**Records shown:**
** start **

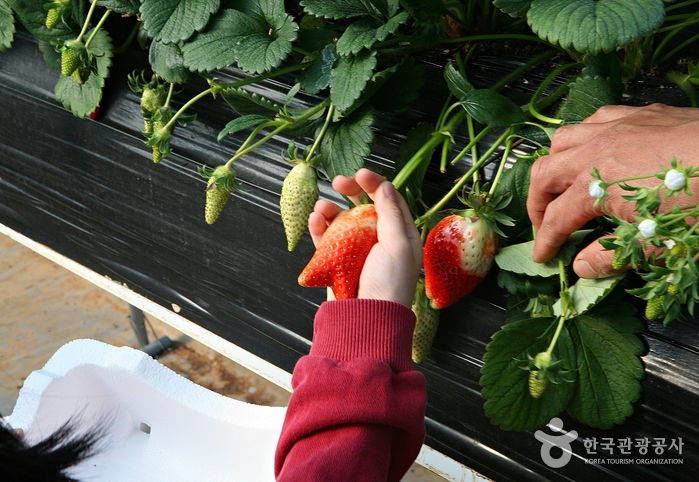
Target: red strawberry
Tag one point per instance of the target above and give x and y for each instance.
(340, 256)
(459, 252)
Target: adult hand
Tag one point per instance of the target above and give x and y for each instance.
(393, 266)
(621, 142)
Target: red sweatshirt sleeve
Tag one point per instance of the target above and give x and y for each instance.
(358, 406)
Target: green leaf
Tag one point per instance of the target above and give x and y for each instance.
(366, 32)
(32, 15)
(167, 61)
(585, 293)
(349, 78)
(398, 86)
(515, 8)
(346, 8)
(599, 84)
(609, 367)
(245, 103)
(492, 108)
(241, 123)
(83, 99)
(416, 138)
(175, 20)
(256, 41)
(505, 384)
(7, 25)
(346, 143)
(125, 7)
(516, 181)
(457, 83)
(317, 77)
(518, 259)
(594, 25)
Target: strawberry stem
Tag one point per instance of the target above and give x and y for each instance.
(97, 28)
(87, 20)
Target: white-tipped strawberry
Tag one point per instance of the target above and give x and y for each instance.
(459, 252)
(299, 195)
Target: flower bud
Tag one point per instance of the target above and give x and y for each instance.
(675, 180)
(647, 228)
(596, 190)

** end **

**Short problem:**
Format all of the data above as a numbered list, omitting any blank lines and leaving out the pictures.

**Task output:**
1. Target: red strawberry
2. Tag one point per instance of the target above and give x and y for each instance.
3. (340, 256)
4. (459, 252)
5. Target: adult hand
6. Tag one point per instance of the target above and give x and y for each instance.
7. (393, 266)
8. (621, 142)
9. Target: red sweatshirt sleeve
10. Tag one point per instance of the target above and give x and y for each instance.
11. (358, 406)
12. Target: green leaf
13. Tag one point per instance of the target above and give x and y for each instance.
14. (366, 32)
15. (32, 15)
16. (167, 61)
17. (585, 293)
18. (349, 78)
19. (398, 86)
20. (515, 8)
21. (346, 8)
22. (599, 84)
23. (609, 367)
24. (245, 103)
25. (492, 108)
26. (241, 123)
27. (83, 99)
28. (416, 138)
29. (175, 20)
30. (256, 41)
31. (505, 384)
32. (7, 25)
33. (346, 143)
34. (125, 7)
35. (516, 181)
36. (457, 83)
37. (317, 77)
38. (518, 259)
39. (594, 25)
40. Target: strawberry stem
41. Tag one point per instance of the target above and give x and y for each instance.
42. (97, 28)
43. (87, 20)
44. Target: white-tipped strawberry
45. Tag one point per instance of the target above and give x and y for each instance.
46. (459, 252)
47. (299, 195)
48. Target: flower bud
49. Tag one point per instance of the target above and give x and y for each instance.
50. (675, 180)
51. (647, 228)
52. (596, 190)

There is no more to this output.